→ **Supplied material**
— Begin —

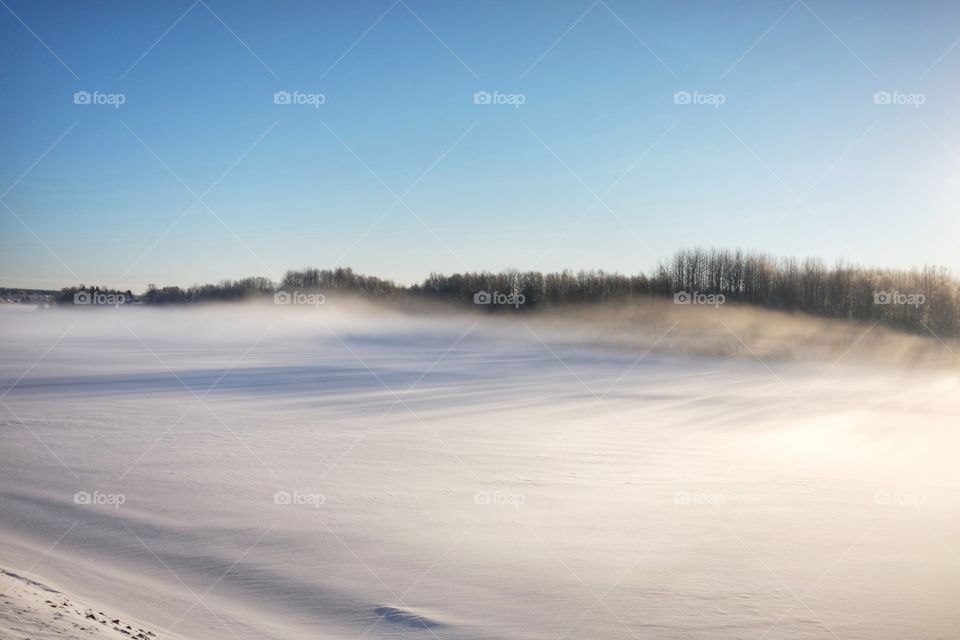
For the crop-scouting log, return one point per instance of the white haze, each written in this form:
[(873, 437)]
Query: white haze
[(468, 476)]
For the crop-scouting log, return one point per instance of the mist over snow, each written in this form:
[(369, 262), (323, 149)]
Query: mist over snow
[(353, 471)]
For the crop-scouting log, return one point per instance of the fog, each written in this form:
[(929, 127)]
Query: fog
[(349, 470)]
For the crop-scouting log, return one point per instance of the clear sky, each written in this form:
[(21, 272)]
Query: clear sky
[(582, 159)]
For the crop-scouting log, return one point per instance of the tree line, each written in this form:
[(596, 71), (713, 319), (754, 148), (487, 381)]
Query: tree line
[(918, 300)]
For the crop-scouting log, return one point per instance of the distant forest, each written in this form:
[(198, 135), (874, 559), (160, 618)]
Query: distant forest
[(917, 300)]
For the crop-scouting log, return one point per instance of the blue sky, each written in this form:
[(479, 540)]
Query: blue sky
[(199, 175)]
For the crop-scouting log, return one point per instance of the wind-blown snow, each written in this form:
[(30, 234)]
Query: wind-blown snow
[(355, 473)]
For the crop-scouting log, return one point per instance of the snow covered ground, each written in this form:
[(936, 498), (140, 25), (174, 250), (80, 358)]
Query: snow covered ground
[(349, 473)]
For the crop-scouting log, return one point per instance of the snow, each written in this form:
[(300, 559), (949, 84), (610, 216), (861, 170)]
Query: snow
[(245, 472)]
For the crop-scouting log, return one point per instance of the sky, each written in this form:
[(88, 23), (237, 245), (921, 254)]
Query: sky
[(192, 141)]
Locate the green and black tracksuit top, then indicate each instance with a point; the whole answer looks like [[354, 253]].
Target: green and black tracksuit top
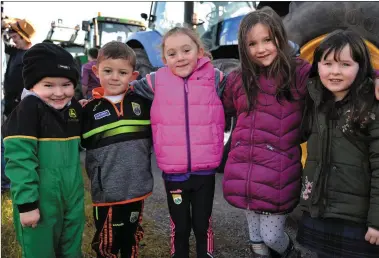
[[118, 141]]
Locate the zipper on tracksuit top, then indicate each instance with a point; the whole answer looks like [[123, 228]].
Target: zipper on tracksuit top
[[187, 123]]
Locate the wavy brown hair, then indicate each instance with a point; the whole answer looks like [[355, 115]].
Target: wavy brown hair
[[283, 68]]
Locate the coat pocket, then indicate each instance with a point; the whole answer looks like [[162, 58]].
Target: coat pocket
[[279, 151], [99, 178]]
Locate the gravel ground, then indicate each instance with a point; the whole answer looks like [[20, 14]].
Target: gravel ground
[[229, 223]]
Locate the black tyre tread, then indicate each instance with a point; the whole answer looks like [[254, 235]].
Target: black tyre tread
[[308, 20]]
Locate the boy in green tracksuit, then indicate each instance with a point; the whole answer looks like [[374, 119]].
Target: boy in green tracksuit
[[41, 138]]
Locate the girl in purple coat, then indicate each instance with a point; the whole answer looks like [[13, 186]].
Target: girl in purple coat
[[266, 94], [263, 170]]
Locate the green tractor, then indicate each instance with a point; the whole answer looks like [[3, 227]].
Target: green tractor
[[70, 38]]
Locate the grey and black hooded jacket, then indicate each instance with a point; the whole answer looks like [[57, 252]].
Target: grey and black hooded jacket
[[118, 142]]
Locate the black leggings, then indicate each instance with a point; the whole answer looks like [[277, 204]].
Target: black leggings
[[196, 195]]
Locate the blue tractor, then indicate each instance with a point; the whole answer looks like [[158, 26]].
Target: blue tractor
[[216, 22]]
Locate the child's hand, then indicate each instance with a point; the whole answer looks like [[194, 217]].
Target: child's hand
[[30, 218], [372, 236], [83, 102]]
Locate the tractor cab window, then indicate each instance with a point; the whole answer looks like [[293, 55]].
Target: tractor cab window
[[208, 14], [116, 31], [168, 15], [61, 34]]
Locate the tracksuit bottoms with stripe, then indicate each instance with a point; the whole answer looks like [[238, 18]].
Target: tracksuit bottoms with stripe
[[118, 229]]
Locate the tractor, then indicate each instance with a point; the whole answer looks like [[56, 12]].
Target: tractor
[[70, 38], [101, 30], [216, 23]]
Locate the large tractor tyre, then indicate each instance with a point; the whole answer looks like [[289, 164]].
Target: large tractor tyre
[[143, 65], [308, 20], [226, 65]]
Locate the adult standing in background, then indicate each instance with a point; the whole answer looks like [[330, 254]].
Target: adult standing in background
[[20, 32]]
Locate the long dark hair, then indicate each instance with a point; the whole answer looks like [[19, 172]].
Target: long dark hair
[[283, 67], [362, 90]]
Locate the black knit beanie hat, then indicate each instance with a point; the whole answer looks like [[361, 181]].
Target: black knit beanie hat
[[48, 60]]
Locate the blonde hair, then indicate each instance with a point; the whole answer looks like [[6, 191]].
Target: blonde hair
[[190, 33]]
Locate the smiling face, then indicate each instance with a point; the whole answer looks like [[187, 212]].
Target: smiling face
[[115, 75], [261, 47], [181, 54], [19, 42], [55, 91], [338, 75]]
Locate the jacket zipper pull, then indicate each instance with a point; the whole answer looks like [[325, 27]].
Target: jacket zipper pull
[[186, 85]]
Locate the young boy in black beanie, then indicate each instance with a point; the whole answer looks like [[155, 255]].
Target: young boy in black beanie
[[41, 138]]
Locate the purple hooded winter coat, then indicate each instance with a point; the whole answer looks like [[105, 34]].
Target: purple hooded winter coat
[[263, 169]]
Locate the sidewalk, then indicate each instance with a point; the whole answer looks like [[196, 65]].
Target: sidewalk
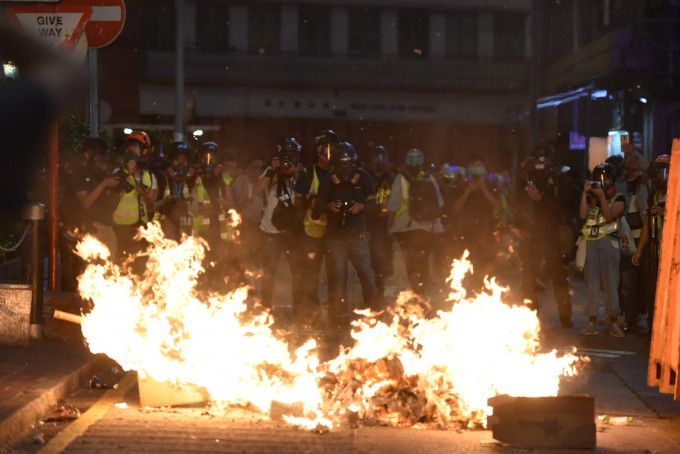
[[34, 377]]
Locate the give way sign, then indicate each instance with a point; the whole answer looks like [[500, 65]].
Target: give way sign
[[64, 23]]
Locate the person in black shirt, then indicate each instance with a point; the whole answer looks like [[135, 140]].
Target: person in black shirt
[[347, 197], [50, 81], [542, 242], [87, 208]]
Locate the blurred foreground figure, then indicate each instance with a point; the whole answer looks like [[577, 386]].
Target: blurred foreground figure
[[49, 81]]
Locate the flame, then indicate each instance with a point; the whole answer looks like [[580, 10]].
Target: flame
[[403, 369]]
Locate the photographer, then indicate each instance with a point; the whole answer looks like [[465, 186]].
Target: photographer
[[311, 248], [601, 207], [136, 198], [347, 196], [476, 224], [280, 221], [541, 249], [211, 201], [173, 208], [87, 208]]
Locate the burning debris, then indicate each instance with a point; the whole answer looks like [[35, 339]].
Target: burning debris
[[404, 368]]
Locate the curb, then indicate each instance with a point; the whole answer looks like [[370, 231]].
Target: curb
[[22, 420]]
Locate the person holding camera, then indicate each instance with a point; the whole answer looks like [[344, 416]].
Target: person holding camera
[[413, 218], [136, 199], [475, 222], [634, 279], [312, 248], [541, 248], [347, 197], [652, 231], [601, 207], [211, 200], [280, 221], [173, 209], [87, 208]]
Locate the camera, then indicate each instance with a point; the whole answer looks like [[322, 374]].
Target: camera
[[124, 184], [286, 162], [344, 207]]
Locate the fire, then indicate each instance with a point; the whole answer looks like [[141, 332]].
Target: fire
[[404, 368]]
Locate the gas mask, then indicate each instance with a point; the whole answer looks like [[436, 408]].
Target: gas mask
[[324, 153], [477, 171], [414, 161]]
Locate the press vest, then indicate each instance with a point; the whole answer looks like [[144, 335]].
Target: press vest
[[128, 210], [316, 228], [596, 226], [200, 222]]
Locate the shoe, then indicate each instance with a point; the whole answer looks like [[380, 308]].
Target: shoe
[[589, 330], [616, 331]]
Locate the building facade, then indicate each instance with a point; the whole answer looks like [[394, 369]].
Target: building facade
[[611, 73], [449, 77]]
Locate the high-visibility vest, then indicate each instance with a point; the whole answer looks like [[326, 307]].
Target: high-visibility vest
[[596, 226], [316, 228], [186, 195], [201, 223], [128, 210], [405, 185]]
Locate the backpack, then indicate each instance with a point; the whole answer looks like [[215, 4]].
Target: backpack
[[423, 202]]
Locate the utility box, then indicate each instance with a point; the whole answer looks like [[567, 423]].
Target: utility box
[[15, 313], [564, 422]]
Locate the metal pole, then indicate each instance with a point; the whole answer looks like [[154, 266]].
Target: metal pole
[[179, 71], [94, 94], [52, 204], [34, 263]]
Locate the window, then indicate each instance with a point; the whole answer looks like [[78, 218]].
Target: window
[[212, 25], [461, 35], [508, 36], [264, 29], [364, 32], [158, 17], [413, 33], [313, 31]]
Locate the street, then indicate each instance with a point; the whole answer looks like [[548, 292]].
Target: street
[[112, 420]]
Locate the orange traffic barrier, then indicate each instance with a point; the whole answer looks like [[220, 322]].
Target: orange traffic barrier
[[664, 352]]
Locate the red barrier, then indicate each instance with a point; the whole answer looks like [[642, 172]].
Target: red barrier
[[664, 352]]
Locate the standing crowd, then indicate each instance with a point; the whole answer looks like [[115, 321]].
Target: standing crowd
[[338, 211]]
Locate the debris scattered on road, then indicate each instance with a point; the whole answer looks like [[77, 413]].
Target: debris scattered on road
[[62, 413], [96, 383]]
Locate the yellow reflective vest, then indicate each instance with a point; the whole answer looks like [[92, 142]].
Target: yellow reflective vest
[[596, 226], [128, 210], [316, 228], [201, 223]]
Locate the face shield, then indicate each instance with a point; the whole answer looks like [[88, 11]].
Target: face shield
[[323, 151]]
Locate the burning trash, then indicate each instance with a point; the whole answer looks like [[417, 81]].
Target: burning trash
[[404, 369]]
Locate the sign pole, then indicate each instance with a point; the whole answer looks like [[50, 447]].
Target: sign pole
[[52, 205], [179, 71], [93, 108]]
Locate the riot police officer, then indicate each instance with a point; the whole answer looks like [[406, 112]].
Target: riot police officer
[[347, 197], [542, 246]]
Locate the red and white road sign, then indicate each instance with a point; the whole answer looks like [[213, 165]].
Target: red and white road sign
[[106, 22], [102, 20]]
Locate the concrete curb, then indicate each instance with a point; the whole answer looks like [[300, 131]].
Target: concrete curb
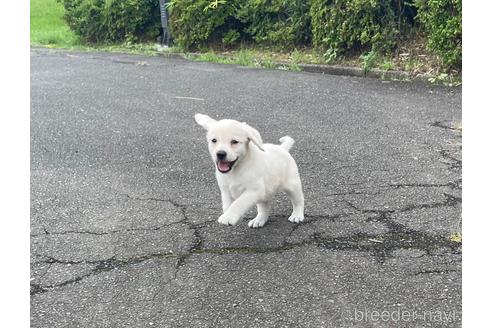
[[326, 69]]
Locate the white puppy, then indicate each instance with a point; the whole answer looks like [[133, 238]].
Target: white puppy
[[249, 172]]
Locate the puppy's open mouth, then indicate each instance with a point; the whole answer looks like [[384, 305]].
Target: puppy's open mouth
[[224, 166]]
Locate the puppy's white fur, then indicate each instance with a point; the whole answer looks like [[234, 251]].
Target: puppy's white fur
[[258, 171]]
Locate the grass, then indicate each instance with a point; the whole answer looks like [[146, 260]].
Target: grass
[[48, 27]]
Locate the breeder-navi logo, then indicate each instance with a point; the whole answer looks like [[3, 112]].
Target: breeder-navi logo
[[405, 315]]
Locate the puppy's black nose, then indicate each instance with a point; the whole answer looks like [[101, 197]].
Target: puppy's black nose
[[221, 155]]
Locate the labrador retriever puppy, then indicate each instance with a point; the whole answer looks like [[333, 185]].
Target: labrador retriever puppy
[[250, 172]]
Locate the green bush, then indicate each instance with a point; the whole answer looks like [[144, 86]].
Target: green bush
[[101, 21], [441, 20], [281, 23], [339, 26], [199, 23]]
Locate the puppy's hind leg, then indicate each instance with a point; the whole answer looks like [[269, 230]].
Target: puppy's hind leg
[[262, 216], [294, 191]]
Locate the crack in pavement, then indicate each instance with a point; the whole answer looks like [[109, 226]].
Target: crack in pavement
[[381, 246], [398, 237]]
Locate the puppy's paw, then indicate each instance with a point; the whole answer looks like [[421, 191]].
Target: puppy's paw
[[294, 218], [228, 219], [257, 222]]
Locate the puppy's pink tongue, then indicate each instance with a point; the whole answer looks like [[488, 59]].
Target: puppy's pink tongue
[[223, 166]]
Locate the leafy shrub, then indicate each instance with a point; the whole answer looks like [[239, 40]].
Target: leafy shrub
[[339, 25], [198, 23], [277, 22], [441, 20], [100, 21]]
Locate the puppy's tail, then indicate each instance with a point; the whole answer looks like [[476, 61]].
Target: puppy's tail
[[286, 142]]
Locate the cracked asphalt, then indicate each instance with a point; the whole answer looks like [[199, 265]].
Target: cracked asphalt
[[124, 201]]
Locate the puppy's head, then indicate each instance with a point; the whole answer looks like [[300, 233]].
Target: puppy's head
[[228, 140]]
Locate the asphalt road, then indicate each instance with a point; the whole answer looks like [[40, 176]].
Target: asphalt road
[[124, 201]]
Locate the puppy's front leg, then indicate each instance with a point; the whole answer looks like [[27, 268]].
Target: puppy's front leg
[[238, 208], [226, 199]]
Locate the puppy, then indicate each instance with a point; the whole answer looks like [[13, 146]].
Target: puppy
[[250, 172]]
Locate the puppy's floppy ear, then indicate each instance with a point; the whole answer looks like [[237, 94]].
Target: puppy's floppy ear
[[254, 136], [204, 120]]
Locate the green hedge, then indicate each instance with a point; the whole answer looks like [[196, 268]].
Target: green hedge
[[335, 27], [102, 21], [197, 23], [280, 23], [441, 20], [340, 26]]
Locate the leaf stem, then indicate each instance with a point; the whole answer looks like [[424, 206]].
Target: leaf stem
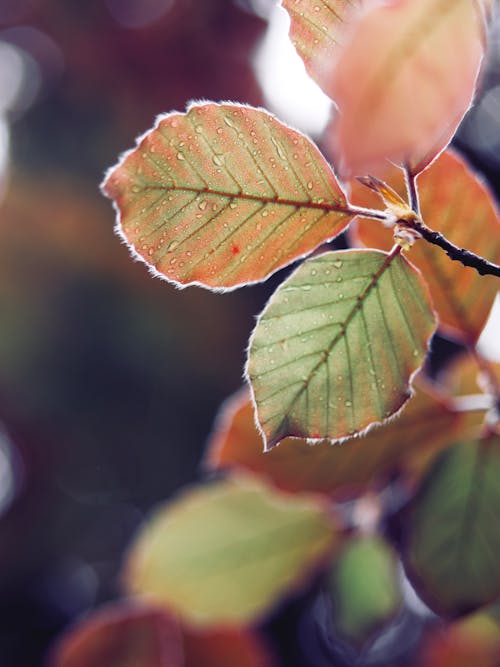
[[372, 213], [412, 190], [465, 257]]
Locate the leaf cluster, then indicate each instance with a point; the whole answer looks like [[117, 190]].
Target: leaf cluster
[[223, 196]]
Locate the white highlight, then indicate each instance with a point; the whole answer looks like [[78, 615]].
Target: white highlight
[[288, 90]]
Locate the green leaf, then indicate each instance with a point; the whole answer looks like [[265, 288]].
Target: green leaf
[[364, 587], [226, 553], [336, 346], [224, 195], [454, 540]]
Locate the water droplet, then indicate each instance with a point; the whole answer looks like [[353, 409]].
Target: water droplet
[[218, 160]]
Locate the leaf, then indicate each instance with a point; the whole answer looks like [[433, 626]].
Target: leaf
[[226, 553], [317, 30], [426, 424], [474, 641], [364, 588], [453, 537], [223, 196], [404, 81], [335, 348], [122, 635], [455, 203], [225, 648]]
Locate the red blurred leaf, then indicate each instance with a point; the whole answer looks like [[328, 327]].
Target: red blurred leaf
[[473, 643], [224, 195], [122, 635], [403, 81], [346, 470], [455, 203], [225, 648], [317, 30]]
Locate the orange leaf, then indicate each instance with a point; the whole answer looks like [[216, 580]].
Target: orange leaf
[[455, 203], [224, 648], [122, 635], [224, 195], [342, 470], [404, 81]]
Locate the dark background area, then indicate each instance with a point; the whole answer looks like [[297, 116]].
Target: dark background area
[[109, 379]]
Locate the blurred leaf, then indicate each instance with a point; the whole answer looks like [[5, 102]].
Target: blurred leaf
[[225, 648], [364, 588], [317, 30], [334, 350], [455, 203], [403, 82], [226, 553], [473, 642], [122, 635], [224, 195], [425, 424], [453, 536]]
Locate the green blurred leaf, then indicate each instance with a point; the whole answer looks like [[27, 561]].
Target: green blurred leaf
[[364, 588], [224, 195], [336, 346], [226, 553], [454, 538]]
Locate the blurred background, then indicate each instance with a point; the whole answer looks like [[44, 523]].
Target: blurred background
[[110, 379]]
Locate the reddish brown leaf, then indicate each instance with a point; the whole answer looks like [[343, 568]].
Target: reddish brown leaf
[[455, 203], [122, 635], [473, 643], [317, 30], [403, 81], [225, 648], [342, 470], [224, 195]]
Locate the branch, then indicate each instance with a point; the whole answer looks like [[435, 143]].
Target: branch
[[466, 257], [412, 190]]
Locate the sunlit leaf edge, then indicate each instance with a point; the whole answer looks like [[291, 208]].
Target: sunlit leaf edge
[[136, 256]]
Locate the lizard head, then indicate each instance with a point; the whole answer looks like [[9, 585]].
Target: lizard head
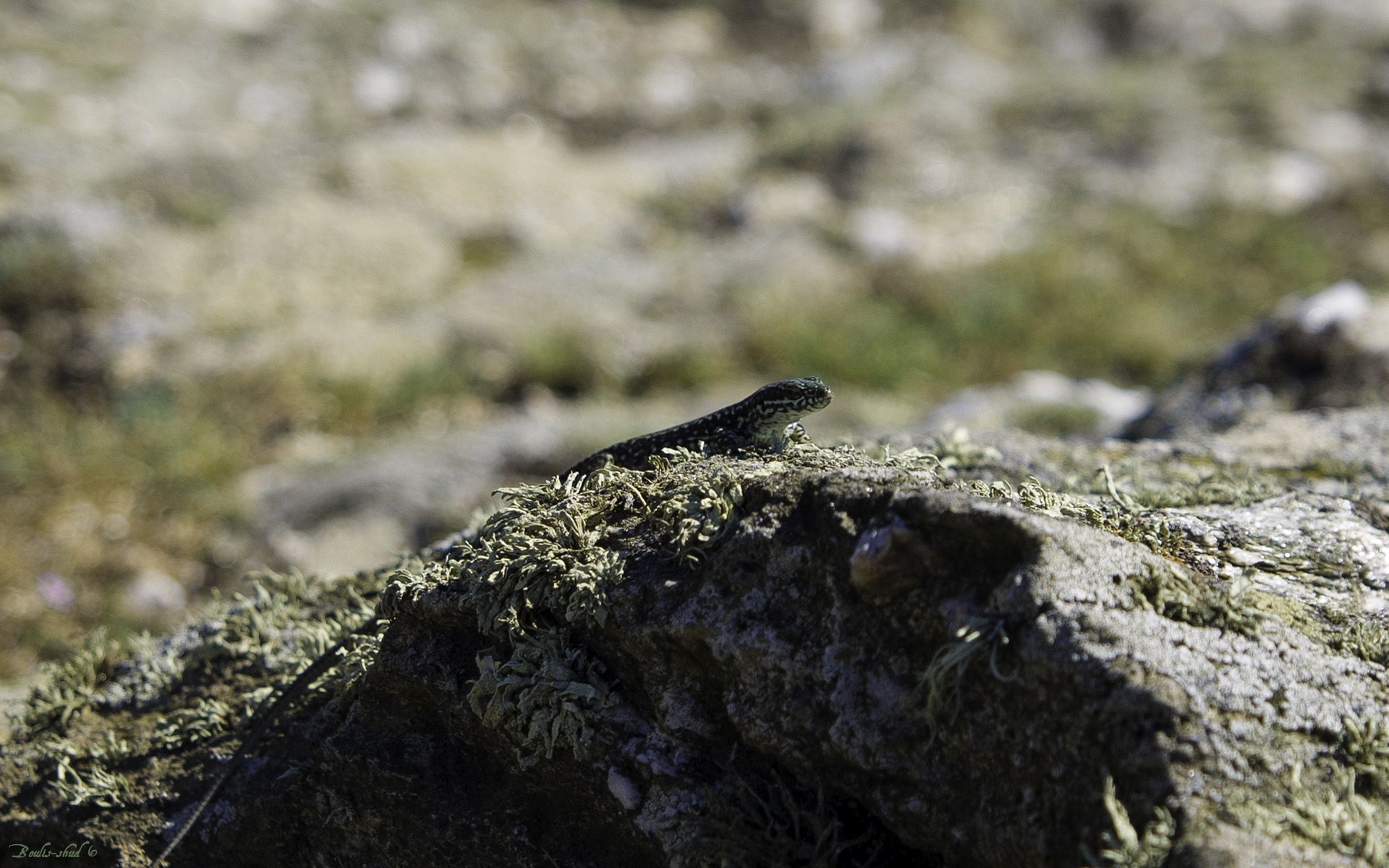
[[795, 396]]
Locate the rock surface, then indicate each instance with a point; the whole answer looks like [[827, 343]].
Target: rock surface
[[982, 656]]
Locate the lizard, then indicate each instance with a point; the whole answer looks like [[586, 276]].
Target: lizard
[[765, 418], [768, 418]]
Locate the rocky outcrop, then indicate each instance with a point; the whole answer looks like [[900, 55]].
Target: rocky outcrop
[[987, 655]]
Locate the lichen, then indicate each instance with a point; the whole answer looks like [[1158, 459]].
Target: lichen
[[66, 688], [205, 720], [1173, 592], [1121, 517], [543, 696], [1126, 848], [760, 818], [542, 567], [940, 682]]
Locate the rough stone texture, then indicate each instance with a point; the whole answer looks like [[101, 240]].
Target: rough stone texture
[[824, 659]]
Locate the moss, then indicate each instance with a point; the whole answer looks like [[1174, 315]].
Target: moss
[[543, 696], [759, 818], [67, 688], [943, 677], [540, 569], [1325, 810], [1126, 848], [699, 514], [1121, 519], [1176, 593]]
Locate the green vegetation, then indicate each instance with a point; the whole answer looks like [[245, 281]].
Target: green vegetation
[[1114, 292]]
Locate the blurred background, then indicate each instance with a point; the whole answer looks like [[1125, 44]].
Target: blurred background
[[299, 282]]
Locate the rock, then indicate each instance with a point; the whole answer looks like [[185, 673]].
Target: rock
[[1330, 350], [810, 659]]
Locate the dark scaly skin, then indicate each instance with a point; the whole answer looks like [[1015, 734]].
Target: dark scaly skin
[[759, 420]]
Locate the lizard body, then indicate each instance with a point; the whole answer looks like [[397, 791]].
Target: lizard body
[[760, 420]]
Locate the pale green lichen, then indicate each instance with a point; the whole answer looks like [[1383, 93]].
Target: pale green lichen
[[540, 697], [764, 821], [1126, 848], [1331, 814], [1364, 750], [1123, 519], [697, 516], [205, 720], [1173, 592], [93, 785], [543, 567], [67, 688], [943, 676]]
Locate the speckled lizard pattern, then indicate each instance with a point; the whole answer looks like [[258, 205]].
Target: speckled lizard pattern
[[760, 420]]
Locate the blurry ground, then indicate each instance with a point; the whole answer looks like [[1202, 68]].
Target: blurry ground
[[300, 281]]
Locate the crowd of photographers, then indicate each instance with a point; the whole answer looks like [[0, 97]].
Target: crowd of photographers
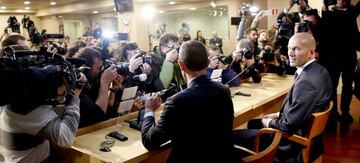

— End —

→ **Exercise brief**
Reproduce the data from the line containing "Locate the crowd" through the end of the data, substituting "spectators" for "photographers" and leaving everything else unchanged. Omit the pictures from your answer.

→ **Finished exercise**
Locate the crowd of spectators, then indicate each instance with a point; the whole answer looks like [[0, 97]].
Target: crowd of spectators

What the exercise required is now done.